# start of Provided records

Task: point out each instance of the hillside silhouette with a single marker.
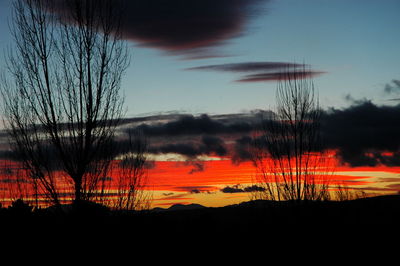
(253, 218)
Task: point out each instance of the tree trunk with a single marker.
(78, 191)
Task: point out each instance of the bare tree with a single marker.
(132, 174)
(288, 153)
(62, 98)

# end of Provided records

• **Task prompt**
Find the line containing "Task: point out each instance of the tree", then output it and every line after it to the end of the data, exactly.

• **Reply to the task**
Task: point out each instance of the tree trunk with a single marker.
(78, 191)
Task: point out each instance of the bare tree with a single marker.
(132, 174)
(288, 153)
(62, 98)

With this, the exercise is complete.